Populist Party, its Executive Director and National Chairman,

Donald P. Wassall, various other Executive Committee Members, and

the Populist Observer ("plaintiffs") sue their former attorney,

Jeffrey R. DeCaro, and the two law firms at which DeCaro

practiced law while representing plaintiffs ("malpractice

defendants"). The district court granted summary judgment for

malpractice defendants, interpreting the Pennsylvania Supreme

Court case Muhammad v. Strassburger, McKenna, Messer, Shilobod &

Gutnick, 587 A.2d 1346 (Pa.), cert. denied, 502 U.S. 867 (1991),

to bar plaintiffs' claims because plaintiffs had agreed to a

dismissal of their defamation action for failure to prosecute.

We will reverse.

I.

In July 1991, while DeCaro was a partner at O'Malley and

Miles, Wassall and the Populist Party engaged DeCaro's services

to sue The Spotlight, a political newspaper, and several other

defendants ("defamation defendants"), for printing negative

stories about Wassall and the Populist Party. After the

defamation suit was removed to federal court by the defamation

defendants in October 1991, DeCaro failed to serve three

defamation defendants, Mr. Piper, Mr. Tiffany, and Mr. Ryan,

within the allotted 120 days. Although the court extended the

time for service, DeCaro again failed to serve them.

In December 1992, DeCaro left O'Malley and formed the new

firm of DeCaro, Doran, Siciliano, Gallagher, Sonntag & DeBlasis,

where he continued to represent plaintiffs in the defamation

action. Over eighteen months after he filed the complaint,

DeCaro still had not served the three defendants. Consequently,

in July 1993, the court dismissed the claims as to these three

defendants for lack of service.

In litigating the underlying defamation case, DeCaro's

stewardship was shoddy at best. The record indicates that he

missed several deadlines, misfiled pleadings, and finally, failed

to file a pretrial statement required by the magistrate judge.

■ What to produce:
Summarize the passage about the Populist Party's suit against its former attorney in two sentences. The listing that comes next has no connection to the passage above.

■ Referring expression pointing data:
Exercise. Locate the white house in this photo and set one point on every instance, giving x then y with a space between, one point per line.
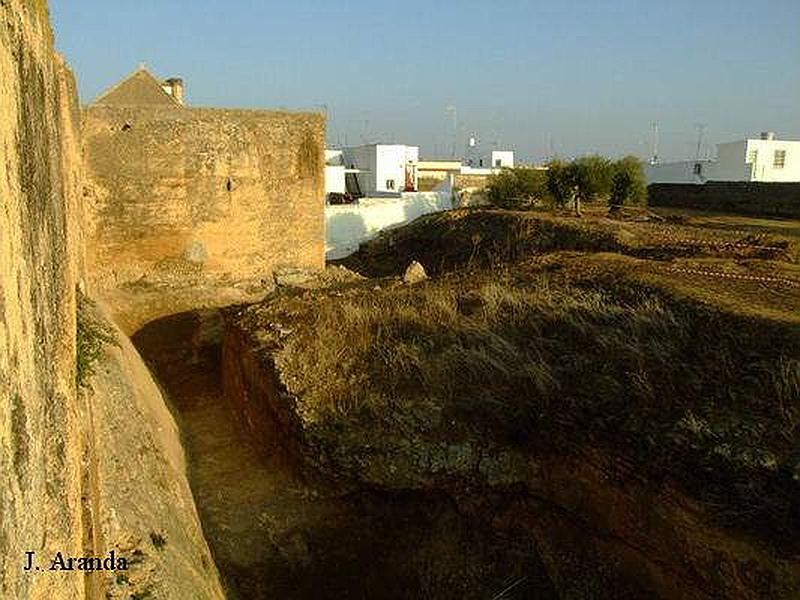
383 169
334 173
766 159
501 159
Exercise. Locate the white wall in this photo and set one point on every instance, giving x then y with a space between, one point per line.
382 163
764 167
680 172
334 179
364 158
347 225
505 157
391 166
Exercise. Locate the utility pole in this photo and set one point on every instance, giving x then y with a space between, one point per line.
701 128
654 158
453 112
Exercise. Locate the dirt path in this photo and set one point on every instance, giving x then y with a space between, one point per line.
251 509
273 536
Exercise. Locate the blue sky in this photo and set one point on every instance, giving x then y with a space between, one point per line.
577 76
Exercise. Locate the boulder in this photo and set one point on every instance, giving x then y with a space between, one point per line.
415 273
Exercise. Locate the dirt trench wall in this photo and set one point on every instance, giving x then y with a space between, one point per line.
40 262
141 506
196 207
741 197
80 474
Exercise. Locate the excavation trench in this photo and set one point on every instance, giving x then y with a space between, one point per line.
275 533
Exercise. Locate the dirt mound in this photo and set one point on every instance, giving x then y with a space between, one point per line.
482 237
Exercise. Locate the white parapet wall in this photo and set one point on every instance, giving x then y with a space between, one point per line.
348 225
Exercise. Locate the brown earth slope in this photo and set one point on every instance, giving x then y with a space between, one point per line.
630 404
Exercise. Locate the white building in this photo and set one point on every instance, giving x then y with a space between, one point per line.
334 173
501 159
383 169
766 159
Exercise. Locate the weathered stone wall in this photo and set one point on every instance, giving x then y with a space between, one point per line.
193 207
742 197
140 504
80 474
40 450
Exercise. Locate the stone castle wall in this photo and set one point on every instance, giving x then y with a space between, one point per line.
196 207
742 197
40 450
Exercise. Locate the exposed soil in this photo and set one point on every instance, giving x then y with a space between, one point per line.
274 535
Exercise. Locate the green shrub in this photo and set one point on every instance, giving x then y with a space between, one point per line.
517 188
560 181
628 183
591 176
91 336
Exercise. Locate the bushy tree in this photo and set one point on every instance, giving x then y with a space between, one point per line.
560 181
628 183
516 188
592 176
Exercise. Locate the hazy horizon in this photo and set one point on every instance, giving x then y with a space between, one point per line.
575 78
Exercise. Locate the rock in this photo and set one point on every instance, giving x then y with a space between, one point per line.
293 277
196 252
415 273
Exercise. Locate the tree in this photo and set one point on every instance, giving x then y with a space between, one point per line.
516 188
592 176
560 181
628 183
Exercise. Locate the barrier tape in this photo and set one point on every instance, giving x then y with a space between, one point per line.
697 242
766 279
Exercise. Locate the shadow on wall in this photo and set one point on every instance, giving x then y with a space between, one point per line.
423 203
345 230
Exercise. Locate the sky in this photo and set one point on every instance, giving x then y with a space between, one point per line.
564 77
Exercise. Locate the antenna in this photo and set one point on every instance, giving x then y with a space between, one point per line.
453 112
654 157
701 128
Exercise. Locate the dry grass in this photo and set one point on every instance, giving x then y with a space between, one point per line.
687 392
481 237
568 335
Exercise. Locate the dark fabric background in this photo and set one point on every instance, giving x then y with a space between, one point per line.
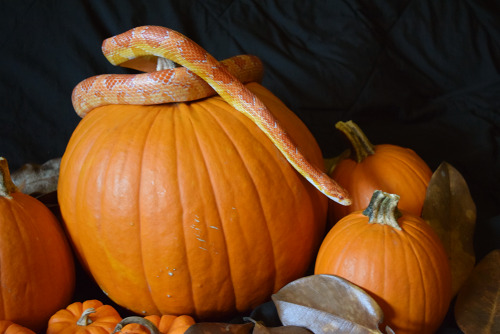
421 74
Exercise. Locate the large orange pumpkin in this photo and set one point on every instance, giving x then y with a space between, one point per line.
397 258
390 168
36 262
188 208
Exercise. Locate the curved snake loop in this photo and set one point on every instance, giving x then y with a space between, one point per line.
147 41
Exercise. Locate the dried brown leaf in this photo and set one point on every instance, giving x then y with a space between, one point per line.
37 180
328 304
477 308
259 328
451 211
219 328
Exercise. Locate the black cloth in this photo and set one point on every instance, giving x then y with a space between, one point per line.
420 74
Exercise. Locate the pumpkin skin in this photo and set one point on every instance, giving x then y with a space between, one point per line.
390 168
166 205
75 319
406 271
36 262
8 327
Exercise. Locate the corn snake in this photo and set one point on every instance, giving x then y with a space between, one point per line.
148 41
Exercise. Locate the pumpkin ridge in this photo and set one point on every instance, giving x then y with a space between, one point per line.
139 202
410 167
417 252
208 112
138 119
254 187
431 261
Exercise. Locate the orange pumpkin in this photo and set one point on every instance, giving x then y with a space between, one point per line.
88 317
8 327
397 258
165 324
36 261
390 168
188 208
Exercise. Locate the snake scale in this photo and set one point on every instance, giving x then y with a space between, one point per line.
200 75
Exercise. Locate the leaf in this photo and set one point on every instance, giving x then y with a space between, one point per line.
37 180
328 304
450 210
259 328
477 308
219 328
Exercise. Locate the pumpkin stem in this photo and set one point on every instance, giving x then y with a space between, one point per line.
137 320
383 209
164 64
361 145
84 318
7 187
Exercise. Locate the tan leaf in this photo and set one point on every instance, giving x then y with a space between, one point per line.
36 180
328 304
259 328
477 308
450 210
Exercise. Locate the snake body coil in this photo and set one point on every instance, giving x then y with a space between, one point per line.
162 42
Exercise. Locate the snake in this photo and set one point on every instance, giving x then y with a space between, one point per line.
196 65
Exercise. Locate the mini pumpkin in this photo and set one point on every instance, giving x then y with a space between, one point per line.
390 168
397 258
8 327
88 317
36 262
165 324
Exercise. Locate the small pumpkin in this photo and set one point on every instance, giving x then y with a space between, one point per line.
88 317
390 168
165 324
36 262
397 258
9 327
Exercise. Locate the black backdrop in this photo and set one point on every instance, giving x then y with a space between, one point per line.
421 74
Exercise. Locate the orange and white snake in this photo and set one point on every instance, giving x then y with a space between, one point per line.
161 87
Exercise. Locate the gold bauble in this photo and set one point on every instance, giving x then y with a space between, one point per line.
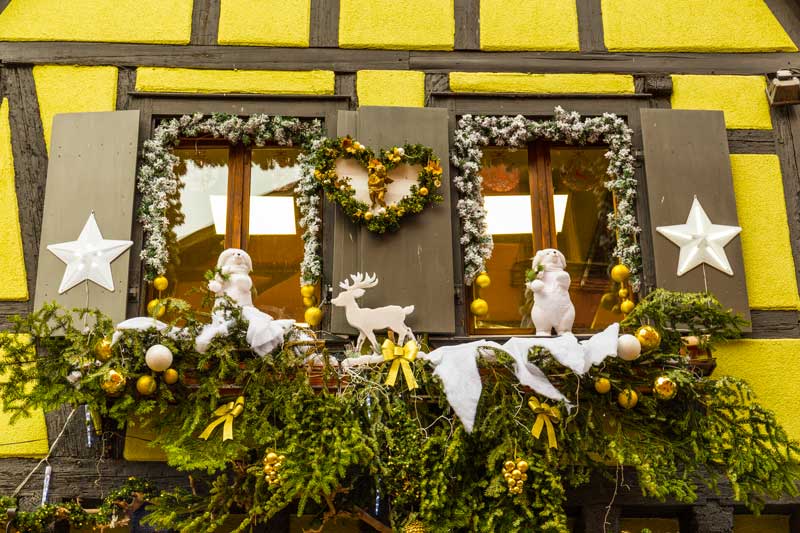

■ Exercise answer:
The Populist Party, Donald P. Wassall and others sued their former attorney, Jeffrey R. DeCaro, and his two law firms for malpractice, and the opinion states it will reverse the district court's summary judgment for those defendants. In the underlying defamation case, DeCaro failed to serve three defendants even after an extension, so the claims against them were dismissed in July 1993, and he also missed deadlines, misfiled pleadings and failed to file a required pretrial statement.